• Exercise: Extract every line of the material below and reproduce it faithfully.
—————
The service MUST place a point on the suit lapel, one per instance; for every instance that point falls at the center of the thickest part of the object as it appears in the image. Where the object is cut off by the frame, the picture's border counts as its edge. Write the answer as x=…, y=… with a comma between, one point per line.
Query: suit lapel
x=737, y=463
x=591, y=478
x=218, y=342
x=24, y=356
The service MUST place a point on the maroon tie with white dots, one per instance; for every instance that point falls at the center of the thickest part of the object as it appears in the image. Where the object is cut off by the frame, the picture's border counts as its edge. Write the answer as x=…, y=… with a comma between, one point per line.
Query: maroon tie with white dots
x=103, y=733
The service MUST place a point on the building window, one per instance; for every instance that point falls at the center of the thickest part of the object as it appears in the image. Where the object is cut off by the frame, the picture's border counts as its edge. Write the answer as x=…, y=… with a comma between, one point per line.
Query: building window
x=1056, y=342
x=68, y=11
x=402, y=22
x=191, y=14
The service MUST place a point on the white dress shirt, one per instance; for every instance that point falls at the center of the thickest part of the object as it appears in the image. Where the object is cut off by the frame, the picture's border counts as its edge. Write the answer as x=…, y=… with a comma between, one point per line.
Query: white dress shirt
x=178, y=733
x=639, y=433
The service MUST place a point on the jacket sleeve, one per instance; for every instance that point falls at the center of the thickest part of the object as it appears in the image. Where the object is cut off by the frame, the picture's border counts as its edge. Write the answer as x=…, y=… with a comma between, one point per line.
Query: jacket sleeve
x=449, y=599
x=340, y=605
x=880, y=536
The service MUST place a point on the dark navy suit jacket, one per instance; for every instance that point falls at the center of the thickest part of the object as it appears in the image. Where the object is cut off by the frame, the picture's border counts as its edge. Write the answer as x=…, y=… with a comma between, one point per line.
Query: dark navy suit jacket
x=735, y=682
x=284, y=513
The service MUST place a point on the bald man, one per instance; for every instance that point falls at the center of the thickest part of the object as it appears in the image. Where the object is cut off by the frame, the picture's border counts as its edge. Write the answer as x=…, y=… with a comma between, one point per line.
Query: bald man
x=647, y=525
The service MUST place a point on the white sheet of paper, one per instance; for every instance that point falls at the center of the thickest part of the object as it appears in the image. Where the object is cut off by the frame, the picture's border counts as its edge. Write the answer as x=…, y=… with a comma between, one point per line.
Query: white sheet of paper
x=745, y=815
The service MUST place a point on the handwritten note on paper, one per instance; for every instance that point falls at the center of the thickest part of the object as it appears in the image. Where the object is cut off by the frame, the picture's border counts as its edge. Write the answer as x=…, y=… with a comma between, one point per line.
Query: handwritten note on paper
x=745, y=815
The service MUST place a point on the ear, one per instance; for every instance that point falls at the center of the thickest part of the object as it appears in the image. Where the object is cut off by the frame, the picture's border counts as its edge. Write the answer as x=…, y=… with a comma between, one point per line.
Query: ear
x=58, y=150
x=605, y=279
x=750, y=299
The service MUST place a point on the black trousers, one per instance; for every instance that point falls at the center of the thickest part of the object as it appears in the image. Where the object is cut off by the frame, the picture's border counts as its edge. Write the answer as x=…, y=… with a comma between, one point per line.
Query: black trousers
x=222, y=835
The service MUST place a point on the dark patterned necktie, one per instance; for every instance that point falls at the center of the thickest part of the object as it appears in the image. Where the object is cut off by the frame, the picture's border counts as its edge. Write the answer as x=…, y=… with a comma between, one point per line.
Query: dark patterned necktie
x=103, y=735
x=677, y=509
—————
• Right answer:
The service MUST place a point on the suit lapel, one per instance; for every instance that point falls at the center of the thickest part of the object as it appears in the image. Where the object is cut off by the frame, the picture's border counts as its edge. Write the answer as x=…, y=… with a comma between, one point per line.
Query: suit lapel
x=737, y=463
x=591, y=478
x=218, y=342
x=24, y=356
The service MUST place a point on the maroon tie with white dots, one per instance; for every instance that point falls at the center of the thickest part of the object as it appears in the image. Where the object is cut off by the frame, the picture's border counts as its edge. Write the answer as x=…, y=… with a comma between, one point per line.
Query: maroon tie with white dots
x=103, y=733
The service MUST place a point on the building window, one per instance; for every instance that point falls at the center of the thickest part of the object as it appears in the image. Where the object is cut off by the frame, the picture's border counts as its edge. Write the answer as x=…, y=… with a comma between, one point per line.
Query: building window
x=1056, y=342
x=68, y=11
x=402, y=22
x=191, y=14
The service MUST place a point on the white dress shirt, one per instance; for every instance that point falls at the center of the thickest part of the object as it appears in the image. Where the object is cut off by the frame, the picture's border counts as its edge. Write the answer as x=…, y=… with a comma between, one point per line.
Query: white dress shirt
x=178, y=733
x=639, y=433
The service MUST place a point on the jacket sleeve, one per instance; for every instance that point falls at the center of the thickest part of the object as it appears in the image. Where the object is cut off by the frame, the picture's border counts as its edge. Write the answer as x=…, y=… with a comma between, one point per line.
Query: jacket sleeve
x=449, y=599
x=340, y=605
x=880, y=536
The service MUST place a point on the dark navy suit jacket, one per instance; for every instance that point falls at the center of the thickest part of the object as it appears in the image. Where the object is cut off by the frame, the picture's border counts as its edge. Write the answer as x=…, y=… with a comma between, one point per line.
Query: dark navy suit jacket
x=735, y=682
x=284, y=513
The service MUST place a point on the bald man, one per instance; for every instance that point falls at the center of the thickest part of the object as it appears in the image. Where the object is cut off by the frame, the picture's border counts as its edge. Write the answer as x=…, y=… with a comma between, one point per line.
Query: bald man
x=647, y=525
The service MUST place a point on the white sheet of paper, one per instance; for every instance that point falls at the center of the thickest part of the object as it appears in the image. Where the object is cut off by the frame, the picture's border counts as its edge. Write the answer as x=…, y=… with a comma between, one point per line.
Query: white sheet of paper
x=745, y=815
The service MUST place a point on the handwritten note on paper, one per instance; for every instance that point falls at the center of the thickest part of the object as it appears in the image. Where the object is cut off by the frame, the picture's border counts as its edge. Write the answer as x=…, y=… with a comma between, one point per line.
Query: handwritten note on paper
x=745, y=815
The service MUST place a point on the ear, one per instance; for every instance that point falls at the center of the thickest part of the object as it appears in the image. Where the object is cut off by the frame, the picture's border counts as its edge. Write the answer as x=…, y=… with a comma between, one point per line.
Query: ear
x=58, y=150
x=605, y=279
x=750, y=299
The service MUST place a point on the black trousers, one per instance; for every instance that point falls at the center of the thickest part of the object as it appears in the image. Where the object is cut off by the frame, the picture's border counts as its edge. Write the answer as x=…, y=… with a comma between, one point per line.
Query: black trousers
x=222, y=835
The service MUST place a point on the dark patterned necktie, one per instance; for every instance that point falls at the center of the thickest part of the object as it appears in the image. Where the object is cut off by the frame, the picture's border counts as its edge. Write the answer as x=…, y=… with a comma between, one point per line.
Query: dark patterned necktie
x=103, y=735
x=677, y=509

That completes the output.